→ What to do
1. Decide whether each statement below agrees with the passage on threat perception: (a) Allison's analysis puts China in the place of Sparta; (b) Machiavelli stresses material factors such as wealth and military strength; (c) Machiavelli argues that leaders should avoid war. Answer yes or no for each, quoting the words of the passage that decide it.
2. Continue the passage on threat perception, starting after its final sentence.

→ Supplied text
As Thucydides (1976, 49) examined the conflict, he noted, “what made war inevitable was the growth of Athenian power and the fear which this caused in Sparta”. The important parts of this statement for threat perception is the identification of an opposing power and the emotional response this caused. Sparta perceived an increasing threat from Athens, whether correct or not, and responded with an action they deemed appropriate. In a more recent analysis, Allison (2017) examined the “Thucydides Trap” emerging between China and the United States. His analysis substitutes China for Athens and the United States for Sparta in the quote from Thucydides regarding the increase in the probability of war between a rising power and its rival. Overall, Thucydides introduced an aspect of decision-making that was previously not widely considered in terms of the study of war.
The next early study of threat perception comes from Machiavelli and his work, The Prince. Throughout his work, Machiavelli stresses the importance of material factors, such as wealth and military strength, in assessing the strength of a country. By this standard, a leader must always be aware of situations that may threaten his or her own wealth, military strength, or interests. Additionally, he argues that leaders should always be prepared for war and pursue any opportunity that may bring monetary gains (Machiavelli 1532/1981). Machiavelli stressed the importance of objective factors and was primarily concerned with preserving and increasing a state’s power at any cost.

→ Stored rows
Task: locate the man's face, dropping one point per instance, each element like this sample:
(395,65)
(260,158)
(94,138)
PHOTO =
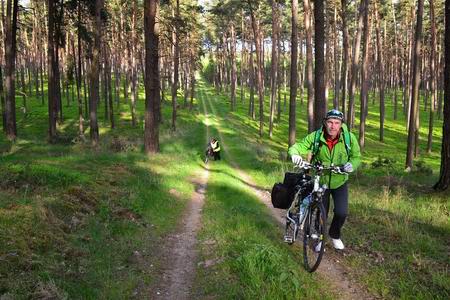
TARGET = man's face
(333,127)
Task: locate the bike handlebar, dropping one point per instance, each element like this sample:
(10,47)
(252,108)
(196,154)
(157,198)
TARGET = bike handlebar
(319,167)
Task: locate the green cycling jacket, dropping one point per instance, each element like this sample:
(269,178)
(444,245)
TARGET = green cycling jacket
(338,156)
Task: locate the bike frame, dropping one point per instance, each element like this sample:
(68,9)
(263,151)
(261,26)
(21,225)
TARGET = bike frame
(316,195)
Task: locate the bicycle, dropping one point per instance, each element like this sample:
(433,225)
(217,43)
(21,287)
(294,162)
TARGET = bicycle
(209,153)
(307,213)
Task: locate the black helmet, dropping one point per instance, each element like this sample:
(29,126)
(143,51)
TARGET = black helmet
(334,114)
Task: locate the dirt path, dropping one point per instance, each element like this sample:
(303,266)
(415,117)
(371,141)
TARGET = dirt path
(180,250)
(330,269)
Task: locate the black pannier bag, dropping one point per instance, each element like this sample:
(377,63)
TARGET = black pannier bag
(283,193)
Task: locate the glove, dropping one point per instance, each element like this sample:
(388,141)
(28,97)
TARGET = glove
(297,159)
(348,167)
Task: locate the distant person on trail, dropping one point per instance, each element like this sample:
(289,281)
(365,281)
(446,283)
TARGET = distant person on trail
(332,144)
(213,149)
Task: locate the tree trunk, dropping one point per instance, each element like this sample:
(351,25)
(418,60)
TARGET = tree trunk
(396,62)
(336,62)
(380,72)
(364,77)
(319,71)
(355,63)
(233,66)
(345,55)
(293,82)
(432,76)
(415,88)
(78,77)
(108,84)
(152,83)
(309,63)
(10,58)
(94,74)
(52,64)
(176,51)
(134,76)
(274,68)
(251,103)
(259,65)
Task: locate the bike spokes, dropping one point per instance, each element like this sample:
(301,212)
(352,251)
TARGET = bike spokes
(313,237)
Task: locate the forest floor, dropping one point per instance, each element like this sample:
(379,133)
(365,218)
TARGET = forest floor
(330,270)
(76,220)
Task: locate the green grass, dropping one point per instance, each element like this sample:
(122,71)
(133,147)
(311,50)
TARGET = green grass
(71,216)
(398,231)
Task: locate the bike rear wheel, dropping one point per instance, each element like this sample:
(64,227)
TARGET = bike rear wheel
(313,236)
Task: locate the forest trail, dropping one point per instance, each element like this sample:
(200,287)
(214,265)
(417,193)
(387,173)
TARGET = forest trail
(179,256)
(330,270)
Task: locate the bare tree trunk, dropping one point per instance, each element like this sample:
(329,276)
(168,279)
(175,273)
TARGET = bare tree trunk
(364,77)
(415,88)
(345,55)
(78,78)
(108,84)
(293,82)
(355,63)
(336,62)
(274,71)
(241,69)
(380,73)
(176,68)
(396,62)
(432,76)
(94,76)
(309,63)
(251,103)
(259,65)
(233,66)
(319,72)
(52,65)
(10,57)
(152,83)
...
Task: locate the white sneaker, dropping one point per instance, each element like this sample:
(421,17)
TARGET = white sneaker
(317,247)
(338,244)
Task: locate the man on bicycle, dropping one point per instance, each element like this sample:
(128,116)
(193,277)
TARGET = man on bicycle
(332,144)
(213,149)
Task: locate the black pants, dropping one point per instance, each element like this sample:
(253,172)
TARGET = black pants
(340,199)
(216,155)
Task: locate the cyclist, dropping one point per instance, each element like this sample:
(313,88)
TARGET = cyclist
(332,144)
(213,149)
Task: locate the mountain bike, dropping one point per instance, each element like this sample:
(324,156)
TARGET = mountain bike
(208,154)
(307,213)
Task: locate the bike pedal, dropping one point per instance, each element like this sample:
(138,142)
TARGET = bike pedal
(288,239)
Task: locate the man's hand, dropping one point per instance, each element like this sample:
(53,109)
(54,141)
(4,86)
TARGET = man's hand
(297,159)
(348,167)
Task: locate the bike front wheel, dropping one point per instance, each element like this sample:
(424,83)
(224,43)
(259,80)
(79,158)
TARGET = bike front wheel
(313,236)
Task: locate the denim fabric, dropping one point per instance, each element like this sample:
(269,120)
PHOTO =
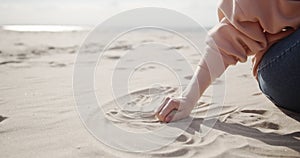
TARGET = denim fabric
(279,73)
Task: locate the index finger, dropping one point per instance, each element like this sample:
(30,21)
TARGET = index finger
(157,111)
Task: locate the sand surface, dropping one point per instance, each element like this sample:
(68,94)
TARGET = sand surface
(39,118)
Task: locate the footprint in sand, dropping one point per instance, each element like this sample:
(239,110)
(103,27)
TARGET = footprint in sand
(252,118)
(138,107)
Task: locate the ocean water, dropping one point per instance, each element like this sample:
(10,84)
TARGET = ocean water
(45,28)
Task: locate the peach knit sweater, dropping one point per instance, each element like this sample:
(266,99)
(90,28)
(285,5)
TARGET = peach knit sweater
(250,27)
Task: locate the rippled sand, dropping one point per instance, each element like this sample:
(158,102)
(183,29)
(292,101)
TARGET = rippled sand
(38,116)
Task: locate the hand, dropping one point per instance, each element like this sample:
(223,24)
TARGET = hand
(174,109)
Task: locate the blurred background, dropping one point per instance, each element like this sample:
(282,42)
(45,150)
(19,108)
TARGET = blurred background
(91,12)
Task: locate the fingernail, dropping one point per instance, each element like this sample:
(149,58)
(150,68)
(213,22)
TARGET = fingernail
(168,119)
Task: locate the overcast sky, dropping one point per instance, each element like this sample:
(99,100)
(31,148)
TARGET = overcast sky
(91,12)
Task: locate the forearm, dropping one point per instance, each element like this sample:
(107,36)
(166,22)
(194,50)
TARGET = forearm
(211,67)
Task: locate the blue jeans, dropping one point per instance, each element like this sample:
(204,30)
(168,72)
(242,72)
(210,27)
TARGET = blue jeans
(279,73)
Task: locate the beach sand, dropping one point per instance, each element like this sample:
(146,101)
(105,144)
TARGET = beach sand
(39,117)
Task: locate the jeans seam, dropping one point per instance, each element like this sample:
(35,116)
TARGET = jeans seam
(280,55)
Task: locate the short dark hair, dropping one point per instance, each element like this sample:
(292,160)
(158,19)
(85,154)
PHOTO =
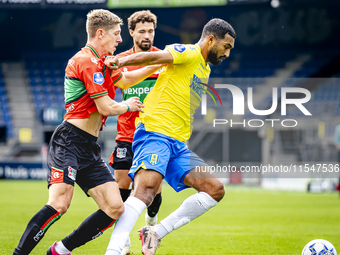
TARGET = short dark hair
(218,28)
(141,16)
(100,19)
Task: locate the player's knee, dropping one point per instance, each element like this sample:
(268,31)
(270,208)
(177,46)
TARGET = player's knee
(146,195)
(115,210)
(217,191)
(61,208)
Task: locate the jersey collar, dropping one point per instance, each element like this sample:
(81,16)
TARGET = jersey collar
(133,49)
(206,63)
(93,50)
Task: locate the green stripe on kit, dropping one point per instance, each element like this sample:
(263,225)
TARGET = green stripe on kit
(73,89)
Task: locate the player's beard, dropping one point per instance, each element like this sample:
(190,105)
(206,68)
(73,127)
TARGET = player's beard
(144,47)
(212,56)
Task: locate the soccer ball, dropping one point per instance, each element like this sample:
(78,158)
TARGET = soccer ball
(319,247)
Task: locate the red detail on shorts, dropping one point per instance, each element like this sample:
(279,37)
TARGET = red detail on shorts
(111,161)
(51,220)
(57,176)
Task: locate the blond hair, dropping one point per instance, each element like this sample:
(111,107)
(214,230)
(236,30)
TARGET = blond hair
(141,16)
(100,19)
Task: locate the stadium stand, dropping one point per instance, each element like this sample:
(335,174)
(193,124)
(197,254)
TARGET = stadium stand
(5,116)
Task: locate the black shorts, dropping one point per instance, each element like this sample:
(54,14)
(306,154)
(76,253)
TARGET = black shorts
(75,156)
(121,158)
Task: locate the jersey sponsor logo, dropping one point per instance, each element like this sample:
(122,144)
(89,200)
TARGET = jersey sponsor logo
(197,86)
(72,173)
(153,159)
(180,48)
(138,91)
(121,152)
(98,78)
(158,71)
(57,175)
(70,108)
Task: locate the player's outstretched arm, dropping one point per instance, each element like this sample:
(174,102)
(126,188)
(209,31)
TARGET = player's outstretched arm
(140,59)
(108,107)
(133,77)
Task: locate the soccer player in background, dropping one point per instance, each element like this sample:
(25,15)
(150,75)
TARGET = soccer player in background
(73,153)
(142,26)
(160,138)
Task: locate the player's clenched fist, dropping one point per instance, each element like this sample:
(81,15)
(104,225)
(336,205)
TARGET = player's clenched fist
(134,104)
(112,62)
--
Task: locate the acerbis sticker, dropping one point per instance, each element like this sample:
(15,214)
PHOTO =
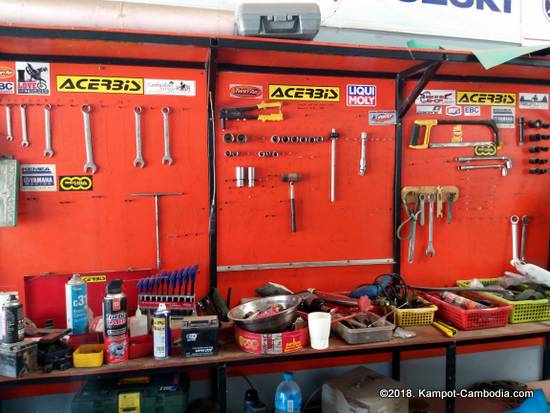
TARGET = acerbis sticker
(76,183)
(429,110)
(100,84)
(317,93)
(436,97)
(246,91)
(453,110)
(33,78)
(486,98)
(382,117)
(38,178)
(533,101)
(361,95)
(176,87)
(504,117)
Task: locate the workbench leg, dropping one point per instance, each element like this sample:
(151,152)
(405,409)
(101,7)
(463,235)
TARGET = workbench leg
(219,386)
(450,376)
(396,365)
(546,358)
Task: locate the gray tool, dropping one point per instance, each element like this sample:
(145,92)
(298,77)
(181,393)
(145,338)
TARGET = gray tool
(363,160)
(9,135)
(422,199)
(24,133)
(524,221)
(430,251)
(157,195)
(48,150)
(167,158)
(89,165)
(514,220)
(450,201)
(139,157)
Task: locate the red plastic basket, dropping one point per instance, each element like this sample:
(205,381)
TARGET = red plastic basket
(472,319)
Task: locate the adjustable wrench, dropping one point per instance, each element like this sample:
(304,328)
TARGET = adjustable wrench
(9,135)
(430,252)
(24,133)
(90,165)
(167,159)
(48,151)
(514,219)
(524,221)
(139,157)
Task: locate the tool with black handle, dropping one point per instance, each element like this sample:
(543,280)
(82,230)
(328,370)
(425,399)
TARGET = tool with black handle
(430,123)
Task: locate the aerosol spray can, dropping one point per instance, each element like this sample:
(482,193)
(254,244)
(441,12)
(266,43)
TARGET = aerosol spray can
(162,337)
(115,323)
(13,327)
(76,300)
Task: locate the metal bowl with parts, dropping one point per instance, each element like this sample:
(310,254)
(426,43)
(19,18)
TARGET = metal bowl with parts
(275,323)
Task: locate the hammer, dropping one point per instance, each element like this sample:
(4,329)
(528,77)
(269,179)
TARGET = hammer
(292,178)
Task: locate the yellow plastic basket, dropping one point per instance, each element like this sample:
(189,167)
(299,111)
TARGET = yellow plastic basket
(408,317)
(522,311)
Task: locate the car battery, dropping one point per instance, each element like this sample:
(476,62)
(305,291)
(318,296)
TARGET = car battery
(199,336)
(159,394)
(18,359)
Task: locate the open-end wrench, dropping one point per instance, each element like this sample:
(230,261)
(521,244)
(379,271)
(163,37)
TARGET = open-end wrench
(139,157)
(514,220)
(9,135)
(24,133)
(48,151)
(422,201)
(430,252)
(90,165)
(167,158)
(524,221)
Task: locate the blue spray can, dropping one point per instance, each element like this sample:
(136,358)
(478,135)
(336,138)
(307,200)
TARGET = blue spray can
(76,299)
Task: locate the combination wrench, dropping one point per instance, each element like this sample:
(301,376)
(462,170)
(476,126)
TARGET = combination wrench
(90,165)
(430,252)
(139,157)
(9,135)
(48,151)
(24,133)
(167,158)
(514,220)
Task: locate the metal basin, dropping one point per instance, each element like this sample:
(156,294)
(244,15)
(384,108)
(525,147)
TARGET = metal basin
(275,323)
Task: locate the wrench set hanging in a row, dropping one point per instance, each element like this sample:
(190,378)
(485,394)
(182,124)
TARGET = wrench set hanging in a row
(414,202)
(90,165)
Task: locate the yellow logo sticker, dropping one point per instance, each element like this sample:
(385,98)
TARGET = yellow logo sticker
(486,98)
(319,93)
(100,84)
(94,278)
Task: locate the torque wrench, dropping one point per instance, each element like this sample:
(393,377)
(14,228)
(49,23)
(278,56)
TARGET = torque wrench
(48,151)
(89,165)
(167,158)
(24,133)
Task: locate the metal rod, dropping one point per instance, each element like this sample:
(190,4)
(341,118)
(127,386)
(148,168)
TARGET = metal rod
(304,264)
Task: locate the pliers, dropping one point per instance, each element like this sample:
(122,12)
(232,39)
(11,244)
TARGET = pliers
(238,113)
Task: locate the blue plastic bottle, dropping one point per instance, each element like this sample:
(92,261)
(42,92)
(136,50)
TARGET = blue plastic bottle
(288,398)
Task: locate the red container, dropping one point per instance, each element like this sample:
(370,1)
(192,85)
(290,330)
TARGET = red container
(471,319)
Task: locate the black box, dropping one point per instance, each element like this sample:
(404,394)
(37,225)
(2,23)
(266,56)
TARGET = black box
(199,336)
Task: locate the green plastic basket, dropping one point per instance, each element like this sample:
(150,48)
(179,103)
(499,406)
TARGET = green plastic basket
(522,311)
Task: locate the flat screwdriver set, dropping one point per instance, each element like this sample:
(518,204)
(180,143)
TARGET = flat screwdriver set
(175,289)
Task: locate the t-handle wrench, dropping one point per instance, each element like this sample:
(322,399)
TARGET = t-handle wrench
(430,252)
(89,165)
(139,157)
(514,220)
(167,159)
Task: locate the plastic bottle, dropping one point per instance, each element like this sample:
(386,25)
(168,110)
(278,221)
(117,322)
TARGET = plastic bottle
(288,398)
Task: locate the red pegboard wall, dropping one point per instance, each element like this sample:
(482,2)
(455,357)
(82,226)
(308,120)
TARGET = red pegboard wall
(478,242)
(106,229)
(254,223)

→ Results for the exercise
1.
(a) No: "His analysis substitutes China for Athens and the United States for Sparta"
(b) Yes: "Machiavelli stresses the importance of material factors, such as wealth and military strength"
(c) No: "he argues that leaders should always be prepared for war"

2.
The first major work in the study of threat perception in the modern era was done by Singer (1958). In his work, Singer examined the ways in which certain actions can be seen as threatening to other countries. By looking at several case studies, Singer was able to identify a working formula for threat perception as the product of estimated capability and estimated intent. While the first part of the formula is objective, the second part relies on how an action will be perceived. This perception mainly relies on image theory (Boulding 1956) as a military move by an ally may be seen as mutual defense, while a similar military move by an enemy may be seen as an indication for an upcoming attack. Although there were some limitations as his study relied on case studies, Singer’s study was important in creating and continuing the conversation about threat perception and war. He was also responsible for the subsequent creation of the Correlates of War (COW) project, which is still the main dataset for analyzing the origins of war in the post-1814 international system (Singer 1972).
Pruitt (1965) focused his study of threat perception on the initial “predispositions” that a leader may hold of another country. From these predispositions, leaders are able to understand the actions of another more clearly. From there, Pruitt argues that there is “evidence of intent” that can be studied in order to understand threat perception more clearly. The “evidence of intent” involves capability (amount of arms that a state may possess), actions, statements, and conditions faced by other nations (Pruitt 1965). Though this provides an expanded view of Singer’s focus on threat perception, it still has the problem of actually identifying the process of what causes a leader to experience threat perception.
Cohen (1978, 1979) argues that threat perception is a two-step process consisting of observation and appraisal. The first step is objective and involves the basic components of the action that has just happened. The second part is the subject meaning that is added to the news that informs a person of the intent of the action. The important addition to this understanding of threat perception is that it introduces the presence of active thought within a person (Cohen 1978, 1979). However, this study focuses more on defining actions that can be seen as threatening cues rather than the internal processes of a person’s perception. Put another way, the units of measure are actions rather than psychological concepts. This gap was fulfilled by Jervis (1976) who reviewed the psychological literature to identify various information-processing mechanisms identified by psychologists that generate misperceptions, such as environmental stressors, motivated biases, and cognitive heuristics.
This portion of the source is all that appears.